> **YOUR OBJECTIVE**
Every entry must be duplicated word for word.
###
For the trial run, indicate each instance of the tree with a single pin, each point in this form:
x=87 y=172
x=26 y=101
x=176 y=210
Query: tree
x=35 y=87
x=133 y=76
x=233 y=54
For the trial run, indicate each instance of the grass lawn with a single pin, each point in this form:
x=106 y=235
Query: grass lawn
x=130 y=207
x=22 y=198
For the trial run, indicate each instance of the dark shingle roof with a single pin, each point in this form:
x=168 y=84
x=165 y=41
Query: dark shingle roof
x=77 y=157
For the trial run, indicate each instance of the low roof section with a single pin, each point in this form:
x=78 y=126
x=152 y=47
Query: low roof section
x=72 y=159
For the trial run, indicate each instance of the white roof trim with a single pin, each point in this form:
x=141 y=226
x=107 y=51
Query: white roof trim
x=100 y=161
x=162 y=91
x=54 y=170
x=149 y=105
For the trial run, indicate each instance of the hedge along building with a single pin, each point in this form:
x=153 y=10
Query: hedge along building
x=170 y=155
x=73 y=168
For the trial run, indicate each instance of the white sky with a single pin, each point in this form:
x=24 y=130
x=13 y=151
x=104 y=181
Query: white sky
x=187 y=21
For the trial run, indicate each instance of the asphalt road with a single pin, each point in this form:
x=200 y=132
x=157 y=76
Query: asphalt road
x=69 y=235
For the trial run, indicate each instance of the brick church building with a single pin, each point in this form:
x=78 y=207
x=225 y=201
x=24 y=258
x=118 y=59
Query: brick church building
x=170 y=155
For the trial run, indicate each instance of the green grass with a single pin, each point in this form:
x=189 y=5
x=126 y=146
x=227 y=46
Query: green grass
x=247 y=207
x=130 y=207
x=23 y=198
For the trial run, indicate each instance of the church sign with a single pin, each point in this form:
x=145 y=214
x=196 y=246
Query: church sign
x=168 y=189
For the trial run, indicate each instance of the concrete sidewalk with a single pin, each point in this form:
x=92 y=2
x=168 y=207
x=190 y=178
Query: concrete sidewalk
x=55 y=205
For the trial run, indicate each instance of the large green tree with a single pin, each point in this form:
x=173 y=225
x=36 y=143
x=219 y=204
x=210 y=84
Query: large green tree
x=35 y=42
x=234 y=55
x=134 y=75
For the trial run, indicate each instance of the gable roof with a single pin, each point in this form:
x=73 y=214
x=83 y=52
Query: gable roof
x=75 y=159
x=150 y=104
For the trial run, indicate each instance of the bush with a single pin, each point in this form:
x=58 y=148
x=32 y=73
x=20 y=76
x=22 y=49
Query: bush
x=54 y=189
###
> **RESPONSE TO THE EXERCISE**
For the trial run, indicate each instance of the tree with a single pin, each point in this form:
x=87 y=172
x=26 y=101
x=176 y=210
Query: tree
x=35 y=87
x=133 y=76
x=233 y=54
For the trial run, indicate each instance of the grass lawn with a single pin, each point in this form:
x=106 y=235
Query: grass lawn
x=130 y=207
x=22 y=198
For the trial run, indicate each instance of the dark shingle roof with a single pin, each point in this form:
x=168 y=84
x=165 y=41
Query: dark shingle roof
x=77 y=157
For the trial run, indicate each instance of the low roof section with a single pin, each point in this form:
x=78 y=126
x=152 y=47
Query: low roof section
x=72 y=159
For the trial run, indicate each instance of the white roof trim with a single pin, each point in this form:
x=141 y=226
x=107 y=51
Query: white roof trim
x=100 y=161
x=162 y=91
x=54 y=170
x=149 y=105
For the trial run, indicate each instance of the hedge along building with a single pin, each point in this form:
x=153 y=10
Query: hedge along building
x=170 y=155
x=73 y=168
For the trial run, indicate each instance of the white sky with a single pin, each point in this form:
x=24 y=130
x=13 y=151
x=104 y=181
Query: white sky
x=187 y=21
For the trial run, indicate each instance of the asphalt road with a single pin, each point in this form:
x=200 y=132
x=157 y=76
Query: asphalt road
x=69 y=235
For the trial run, indicate each instance of the brick church building with a single pin, each point in this form:
x=78 y=207
x=225 y=201
x=24 y=258
x=118 y=59
Query: brick church building
x=170 y=155
For the trial run, indicate each instance of the green grass with a single pin, each point in this form:
x=189 y=5
x=126 y=146
x=227 y=46
Query: green grass
x=247 y=207
x=130 y=207
x=23 y=198
For the trial run, indicate each instance of the church sign with a single pin, each point in this form:
x=145 y=214
x=196 y=246
Query: church sign
x=168 y=189
For the trial run, indicate each instance of the concrete sidewalk with a single pin, each point in this form:
x=92 y=2
x=168 y=207
x=190 y=178
Query: concrete sidewalk
x=55 y=205
For the trial run, indicate each instance of the large green tree with a single pin, each point in this form:
x=173 y=225
x=36 y=143
x=219 y=204
x=210 y=84
Query: large green tree
x=35 y=42
x=234 y=55
x=134 y=75
For the trial run, indicate each instance of the gable roof with a single pin, each point in this form:
x=73 y=214
x=83 y=52
Query: gable roof
x=75 y=159
x=150 y=104
For the trial run, indicate each instance of the bush with a single pin, each point in this form:
x=58 y=148
x=32 y=73
x=20 y=76
x=22 y=49
Query: bush
x=54 y=189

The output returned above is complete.